WHAT THIS TASK INVOLVES:
Render the records below as a JSON list of strings, one string per line and no blank lines, starting with the line that contains "point: superhero figure's outstretched" and running through the last line of the records.

* Begin EXERCISE INPUTS *

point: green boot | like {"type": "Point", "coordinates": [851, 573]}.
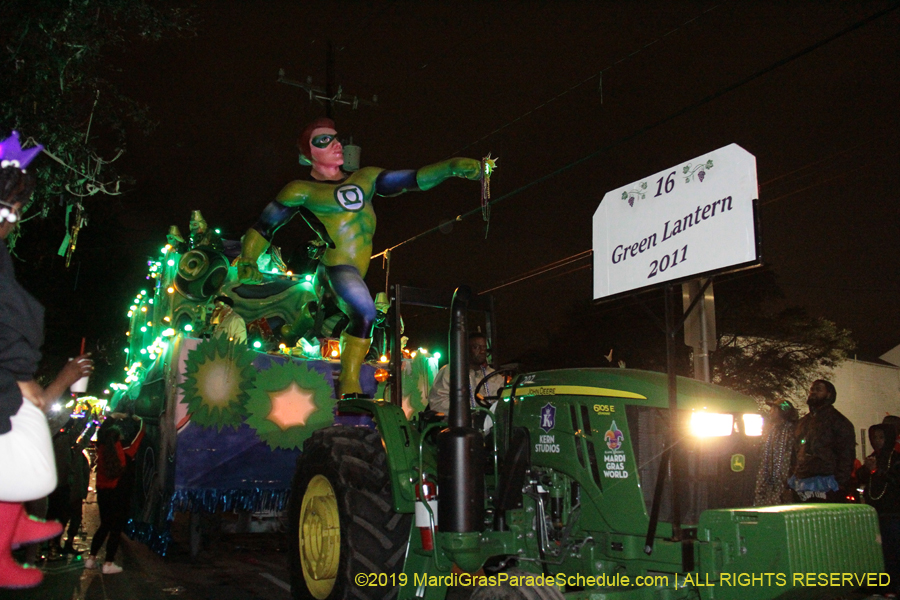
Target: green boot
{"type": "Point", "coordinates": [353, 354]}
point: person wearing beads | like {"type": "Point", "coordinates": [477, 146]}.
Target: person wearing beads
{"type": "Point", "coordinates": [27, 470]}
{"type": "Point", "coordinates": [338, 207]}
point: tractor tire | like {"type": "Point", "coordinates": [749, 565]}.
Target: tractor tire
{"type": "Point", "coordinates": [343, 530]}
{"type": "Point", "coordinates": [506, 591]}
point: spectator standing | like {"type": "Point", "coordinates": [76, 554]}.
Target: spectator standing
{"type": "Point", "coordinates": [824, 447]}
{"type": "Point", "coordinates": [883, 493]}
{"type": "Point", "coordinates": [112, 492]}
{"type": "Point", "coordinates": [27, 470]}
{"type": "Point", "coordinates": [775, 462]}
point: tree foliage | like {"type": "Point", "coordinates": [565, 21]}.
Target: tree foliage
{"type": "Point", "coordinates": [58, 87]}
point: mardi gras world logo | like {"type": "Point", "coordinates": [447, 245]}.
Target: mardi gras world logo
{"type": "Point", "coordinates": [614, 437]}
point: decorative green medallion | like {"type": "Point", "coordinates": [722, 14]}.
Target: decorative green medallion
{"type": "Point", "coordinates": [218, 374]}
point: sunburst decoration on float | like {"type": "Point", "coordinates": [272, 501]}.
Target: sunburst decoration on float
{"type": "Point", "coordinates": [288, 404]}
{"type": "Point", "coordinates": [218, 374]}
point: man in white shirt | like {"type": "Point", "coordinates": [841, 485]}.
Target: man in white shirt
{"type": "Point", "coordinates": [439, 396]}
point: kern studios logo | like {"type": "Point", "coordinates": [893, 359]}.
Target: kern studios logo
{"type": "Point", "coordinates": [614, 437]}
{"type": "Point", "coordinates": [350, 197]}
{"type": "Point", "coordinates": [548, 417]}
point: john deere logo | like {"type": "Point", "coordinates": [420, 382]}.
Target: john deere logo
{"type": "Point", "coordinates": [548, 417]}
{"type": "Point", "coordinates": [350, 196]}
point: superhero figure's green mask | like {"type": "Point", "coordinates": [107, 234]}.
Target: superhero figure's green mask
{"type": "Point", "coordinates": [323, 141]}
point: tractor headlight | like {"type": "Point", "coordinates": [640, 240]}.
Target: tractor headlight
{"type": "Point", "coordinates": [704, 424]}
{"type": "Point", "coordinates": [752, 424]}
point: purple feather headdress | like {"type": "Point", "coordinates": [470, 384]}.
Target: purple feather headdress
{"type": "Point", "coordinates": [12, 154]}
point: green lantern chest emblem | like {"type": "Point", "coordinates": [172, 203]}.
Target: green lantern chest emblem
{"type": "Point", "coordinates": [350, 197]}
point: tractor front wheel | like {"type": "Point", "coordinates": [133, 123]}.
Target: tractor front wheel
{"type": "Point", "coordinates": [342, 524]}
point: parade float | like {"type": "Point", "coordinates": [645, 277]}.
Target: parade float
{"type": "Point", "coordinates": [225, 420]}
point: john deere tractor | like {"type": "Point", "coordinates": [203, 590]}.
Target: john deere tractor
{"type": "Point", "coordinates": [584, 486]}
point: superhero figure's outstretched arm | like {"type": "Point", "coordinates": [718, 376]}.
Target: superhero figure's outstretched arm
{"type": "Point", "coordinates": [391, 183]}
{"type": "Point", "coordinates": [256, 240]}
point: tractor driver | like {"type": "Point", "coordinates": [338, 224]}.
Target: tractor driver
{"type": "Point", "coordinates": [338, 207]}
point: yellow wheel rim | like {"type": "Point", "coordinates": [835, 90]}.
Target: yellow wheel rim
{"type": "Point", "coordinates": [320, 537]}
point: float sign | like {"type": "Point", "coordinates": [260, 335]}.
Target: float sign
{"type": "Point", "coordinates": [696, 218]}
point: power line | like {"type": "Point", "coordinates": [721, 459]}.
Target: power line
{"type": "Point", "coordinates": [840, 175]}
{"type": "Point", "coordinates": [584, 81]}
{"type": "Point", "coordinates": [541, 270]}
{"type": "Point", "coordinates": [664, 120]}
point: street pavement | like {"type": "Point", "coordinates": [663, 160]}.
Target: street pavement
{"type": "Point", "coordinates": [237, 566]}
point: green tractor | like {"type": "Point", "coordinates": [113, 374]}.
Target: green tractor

* End EXERCISE INPUTS *

COMPLETED TASK:
[
  "point: superhero figure's outstretched arm | like {\"type\": \"Point\", \"coordinates\": [718, 376]}.",
  "Target: superhero figure's outstretched arm",
  "{\"type\": \"Point\", \"coordinates\": [391, 183]}",
  "{\"type\": \"Point\", \"coordinates\": [256, 240]}",
  "point: tractor driver | like {\"type\": \"Point\", \"coordinates\": [338, 224]}.",
  "Target: tractor driver",
  "{\"type\": \"Point\", \"coordinates\": [338, 207]}",
  "point: yellow wheel rim | like {\"type\": \"Point\", \"coordinates\": [835, 90]}.",
  "Target: yellow wheel rim",
  "{\"type\": \"Point\", \"coordinates\": [320, 537]}",
  "point: float sign | like {\"type\": \"Point\", \"coordinates\": [260, 335]}.",
  "Target: float sign",
  "{\"type\": \"Point\", \"coordinates\": [696, 218]}",
  "point: power line | like {\"type\": \"Point\", \"coordinates\": [721, 459]}.",
  "Target: power line",
  "{\"type\": \"Point\", \"coordinates\": [840, 175]}",
  "{\"type\": \"Point\", \"coordinates\": [584, 81]}",
  "{\"type\": \"Point\", \"coordinates\": [541, 270]}",
  "{\"type\": \"Point\", \"coordinates\": [664, 120]}",
  "point: street pavement | like {\"type\": \"Point\", \"coordinates\": [663, 160]}.",
  "Target: street pavement",
  "{\"type\": \"Point\", \"coordinates\": [237, 566]}",
  "point: green tractor | like {\"type\": \"Point\", \"coordinates\": [113, 374]}.",
  "Target: green tractor"
]